- Exercise aim
In the records below, turn the lines into a numbered list, beginning at the line that contains "instance of yellow" and ending with the line that contains "left=122, top=123, right=137, bottom=135". Omit any blank lines and convert nothing else.

================

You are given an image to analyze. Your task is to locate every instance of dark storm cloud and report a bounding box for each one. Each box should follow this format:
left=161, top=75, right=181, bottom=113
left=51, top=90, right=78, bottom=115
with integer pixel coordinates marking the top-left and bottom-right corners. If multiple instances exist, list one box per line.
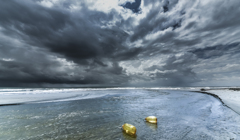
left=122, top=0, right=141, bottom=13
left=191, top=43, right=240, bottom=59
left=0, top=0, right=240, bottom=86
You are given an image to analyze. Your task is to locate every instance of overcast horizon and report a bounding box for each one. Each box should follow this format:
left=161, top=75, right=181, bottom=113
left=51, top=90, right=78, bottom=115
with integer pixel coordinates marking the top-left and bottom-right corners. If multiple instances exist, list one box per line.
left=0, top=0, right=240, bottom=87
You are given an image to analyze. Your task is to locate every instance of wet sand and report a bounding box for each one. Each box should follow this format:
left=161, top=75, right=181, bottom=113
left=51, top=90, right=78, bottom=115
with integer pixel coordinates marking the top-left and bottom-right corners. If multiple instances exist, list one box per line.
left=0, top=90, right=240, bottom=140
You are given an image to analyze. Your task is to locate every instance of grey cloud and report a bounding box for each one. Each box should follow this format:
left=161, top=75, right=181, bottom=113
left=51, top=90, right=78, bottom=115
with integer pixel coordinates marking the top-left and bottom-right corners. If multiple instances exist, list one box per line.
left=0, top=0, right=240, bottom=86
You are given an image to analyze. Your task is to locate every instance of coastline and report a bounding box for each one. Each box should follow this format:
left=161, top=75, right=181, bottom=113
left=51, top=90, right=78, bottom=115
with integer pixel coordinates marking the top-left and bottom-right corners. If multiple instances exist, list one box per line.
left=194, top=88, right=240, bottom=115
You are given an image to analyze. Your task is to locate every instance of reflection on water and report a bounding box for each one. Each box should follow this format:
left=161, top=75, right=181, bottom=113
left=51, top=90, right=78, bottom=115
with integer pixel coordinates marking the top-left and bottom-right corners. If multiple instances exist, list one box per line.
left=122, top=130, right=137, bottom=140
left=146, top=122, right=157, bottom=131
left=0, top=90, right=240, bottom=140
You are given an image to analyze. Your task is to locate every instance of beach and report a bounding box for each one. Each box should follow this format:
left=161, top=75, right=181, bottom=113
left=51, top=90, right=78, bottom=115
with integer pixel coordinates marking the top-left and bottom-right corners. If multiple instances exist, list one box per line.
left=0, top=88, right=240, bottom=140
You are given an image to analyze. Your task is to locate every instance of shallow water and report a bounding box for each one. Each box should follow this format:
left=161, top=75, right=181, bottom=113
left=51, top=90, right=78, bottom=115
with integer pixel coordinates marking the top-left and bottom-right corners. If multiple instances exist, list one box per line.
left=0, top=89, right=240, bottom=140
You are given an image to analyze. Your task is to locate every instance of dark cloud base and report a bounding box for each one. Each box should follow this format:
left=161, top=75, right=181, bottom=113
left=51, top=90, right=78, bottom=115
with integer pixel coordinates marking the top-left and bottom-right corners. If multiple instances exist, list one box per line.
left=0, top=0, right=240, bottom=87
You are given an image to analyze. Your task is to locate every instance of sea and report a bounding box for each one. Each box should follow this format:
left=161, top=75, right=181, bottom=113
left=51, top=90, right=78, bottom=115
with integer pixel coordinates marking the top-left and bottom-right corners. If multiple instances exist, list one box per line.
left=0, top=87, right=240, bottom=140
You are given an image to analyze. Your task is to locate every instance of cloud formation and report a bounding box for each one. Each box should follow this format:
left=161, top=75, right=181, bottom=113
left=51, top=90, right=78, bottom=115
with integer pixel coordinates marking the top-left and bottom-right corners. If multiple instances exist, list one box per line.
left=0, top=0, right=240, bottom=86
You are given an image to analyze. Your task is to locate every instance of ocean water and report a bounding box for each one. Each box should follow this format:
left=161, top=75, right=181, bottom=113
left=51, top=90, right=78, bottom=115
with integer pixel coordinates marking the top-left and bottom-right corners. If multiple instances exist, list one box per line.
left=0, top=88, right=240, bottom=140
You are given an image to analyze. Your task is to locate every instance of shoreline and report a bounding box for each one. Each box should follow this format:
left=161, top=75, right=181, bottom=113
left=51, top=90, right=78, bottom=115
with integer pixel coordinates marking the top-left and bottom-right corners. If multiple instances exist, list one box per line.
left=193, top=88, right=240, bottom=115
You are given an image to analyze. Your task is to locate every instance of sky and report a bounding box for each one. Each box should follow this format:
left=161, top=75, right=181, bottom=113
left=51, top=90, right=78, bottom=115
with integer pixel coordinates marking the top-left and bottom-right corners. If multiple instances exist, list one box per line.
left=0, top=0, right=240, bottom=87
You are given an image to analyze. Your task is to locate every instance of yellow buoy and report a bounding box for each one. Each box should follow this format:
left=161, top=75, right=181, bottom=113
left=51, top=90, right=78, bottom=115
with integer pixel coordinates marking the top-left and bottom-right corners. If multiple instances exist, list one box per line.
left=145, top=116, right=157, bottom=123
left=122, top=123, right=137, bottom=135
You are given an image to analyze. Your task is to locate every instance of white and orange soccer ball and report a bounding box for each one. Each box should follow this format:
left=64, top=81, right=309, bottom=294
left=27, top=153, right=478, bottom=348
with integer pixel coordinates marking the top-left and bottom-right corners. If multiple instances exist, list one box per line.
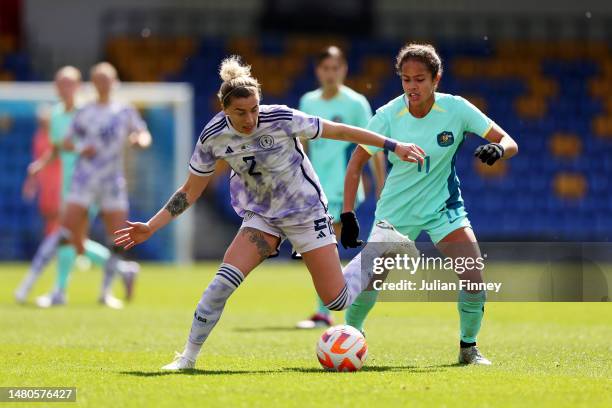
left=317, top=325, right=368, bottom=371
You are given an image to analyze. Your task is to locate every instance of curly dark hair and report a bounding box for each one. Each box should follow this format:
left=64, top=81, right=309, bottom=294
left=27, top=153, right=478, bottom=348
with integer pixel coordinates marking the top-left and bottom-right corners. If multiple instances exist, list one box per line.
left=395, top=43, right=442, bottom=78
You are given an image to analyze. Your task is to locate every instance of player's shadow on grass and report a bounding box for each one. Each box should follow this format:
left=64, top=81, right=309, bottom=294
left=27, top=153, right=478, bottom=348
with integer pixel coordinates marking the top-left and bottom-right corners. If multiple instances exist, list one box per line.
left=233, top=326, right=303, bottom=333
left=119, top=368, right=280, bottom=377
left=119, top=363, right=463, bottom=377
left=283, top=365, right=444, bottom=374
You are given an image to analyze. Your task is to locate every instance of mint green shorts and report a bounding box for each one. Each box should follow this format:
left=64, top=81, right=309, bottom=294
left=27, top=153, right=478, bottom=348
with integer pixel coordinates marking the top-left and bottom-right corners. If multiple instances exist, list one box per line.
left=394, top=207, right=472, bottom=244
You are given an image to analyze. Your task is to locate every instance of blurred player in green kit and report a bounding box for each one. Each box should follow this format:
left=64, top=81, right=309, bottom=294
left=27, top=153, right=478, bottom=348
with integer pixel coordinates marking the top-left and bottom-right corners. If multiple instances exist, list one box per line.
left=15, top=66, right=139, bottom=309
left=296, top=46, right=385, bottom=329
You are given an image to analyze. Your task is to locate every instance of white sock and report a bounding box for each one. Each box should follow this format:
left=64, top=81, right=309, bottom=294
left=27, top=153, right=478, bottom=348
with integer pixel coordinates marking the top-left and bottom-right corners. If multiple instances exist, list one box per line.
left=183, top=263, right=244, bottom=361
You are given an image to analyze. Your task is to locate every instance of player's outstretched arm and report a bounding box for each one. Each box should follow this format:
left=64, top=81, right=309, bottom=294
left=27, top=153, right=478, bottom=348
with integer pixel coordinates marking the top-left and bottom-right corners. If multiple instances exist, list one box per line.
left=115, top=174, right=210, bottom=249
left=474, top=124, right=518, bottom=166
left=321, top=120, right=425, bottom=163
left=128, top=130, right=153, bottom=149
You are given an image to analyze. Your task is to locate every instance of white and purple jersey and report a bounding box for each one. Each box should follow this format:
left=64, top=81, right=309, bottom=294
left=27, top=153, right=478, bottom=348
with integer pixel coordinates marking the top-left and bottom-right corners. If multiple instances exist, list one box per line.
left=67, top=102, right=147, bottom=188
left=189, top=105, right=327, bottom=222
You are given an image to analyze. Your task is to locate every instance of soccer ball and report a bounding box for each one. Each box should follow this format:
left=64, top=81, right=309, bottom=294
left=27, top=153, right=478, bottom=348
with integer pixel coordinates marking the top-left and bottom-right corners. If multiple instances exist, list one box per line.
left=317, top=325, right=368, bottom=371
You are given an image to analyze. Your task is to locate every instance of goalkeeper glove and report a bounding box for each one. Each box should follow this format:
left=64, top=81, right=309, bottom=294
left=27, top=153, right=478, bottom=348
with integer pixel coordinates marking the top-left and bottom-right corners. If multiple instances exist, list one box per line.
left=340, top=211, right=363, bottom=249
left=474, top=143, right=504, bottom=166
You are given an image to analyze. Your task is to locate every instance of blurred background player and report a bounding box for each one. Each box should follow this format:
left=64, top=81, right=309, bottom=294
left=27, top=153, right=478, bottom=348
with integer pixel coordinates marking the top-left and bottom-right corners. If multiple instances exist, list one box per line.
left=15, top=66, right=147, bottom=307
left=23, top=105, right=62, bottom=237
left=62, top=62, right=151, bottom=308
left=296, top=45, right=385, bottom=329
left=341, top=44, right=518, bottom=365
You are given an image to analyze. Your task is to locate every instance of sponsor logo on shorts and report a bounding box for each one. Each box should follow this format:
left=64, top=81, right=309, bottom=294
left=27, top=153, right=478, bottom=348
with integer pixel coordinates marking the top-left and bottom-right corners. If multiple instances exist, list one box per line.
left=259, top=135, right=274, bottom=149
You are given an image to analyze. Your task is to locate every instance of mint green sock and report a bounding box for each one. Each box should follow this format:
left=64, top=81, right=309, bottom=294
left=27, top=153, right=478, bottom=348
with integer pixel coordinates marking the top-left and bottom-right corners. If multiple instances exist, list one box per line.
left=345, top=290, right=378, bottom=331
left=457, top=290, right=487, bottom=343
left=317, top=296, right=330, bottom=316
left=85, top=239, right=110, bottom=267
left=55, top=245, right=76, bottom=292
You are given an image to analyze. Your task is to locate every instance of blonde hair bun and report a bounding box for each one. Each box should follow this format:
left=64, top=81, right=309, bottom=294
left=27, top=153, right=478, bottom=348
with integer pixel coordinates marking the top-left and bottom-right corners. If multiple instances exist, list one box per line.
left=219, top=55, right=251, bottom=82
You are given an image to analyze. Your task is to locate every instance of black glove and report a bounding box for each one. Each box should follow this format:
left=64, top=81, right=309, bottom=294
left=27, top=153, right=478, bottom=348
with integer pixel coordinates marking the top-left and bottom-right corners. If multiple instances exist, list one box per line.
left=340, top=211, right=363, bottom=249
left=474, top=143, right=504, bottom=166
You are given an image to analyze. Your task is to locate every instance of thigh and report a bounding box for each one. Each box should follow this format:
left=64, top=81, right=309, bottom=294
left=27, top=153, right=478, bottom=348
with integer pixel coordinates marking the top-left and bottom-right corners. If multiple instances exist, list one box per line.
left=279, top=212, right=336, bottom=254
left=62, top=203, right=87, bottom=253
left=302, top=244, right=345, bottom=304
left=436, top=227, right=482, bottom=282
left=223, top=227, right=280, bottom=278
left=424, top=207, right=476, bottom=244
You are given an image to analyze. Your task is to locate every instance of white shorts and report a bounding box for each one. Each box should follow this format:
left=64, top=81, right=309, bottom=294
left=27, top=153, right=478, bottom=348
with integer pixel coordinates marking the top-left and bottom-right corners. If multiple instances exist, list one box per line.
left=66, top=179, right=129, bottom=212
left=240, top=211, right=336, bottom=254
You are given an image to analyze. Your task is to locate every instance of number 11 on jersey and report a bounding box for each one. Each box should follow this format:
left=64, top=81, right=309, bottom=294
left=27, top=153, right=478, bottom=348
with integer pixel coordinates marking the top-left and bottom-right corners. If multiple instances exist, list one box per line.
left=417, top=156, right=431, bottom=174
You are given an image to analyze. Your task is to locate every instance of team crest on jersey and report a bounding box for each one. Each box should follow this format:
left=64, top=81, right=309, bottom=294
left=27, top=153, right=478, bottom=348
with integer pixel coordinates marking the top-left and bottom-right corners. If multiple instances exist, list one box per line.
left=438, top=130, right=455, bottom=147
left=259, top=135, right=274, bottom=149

================

- Finished task
1. You are given an image to analyze. Your task is to locate every instance of yellow buoy and report a bounding box for each one. Each box should follow this format:
2. left=161, top=75, right=181, bottom=113
3. left=51, top=90, right=78, bottom=115
4. with integer pixel coordinates marking the top-left and bottom-right corners. If multiple instances exist, list one box per line.
5. left=145, top=116, right=157, bottom=123
6. left=122, top=123, right=137, bottom=135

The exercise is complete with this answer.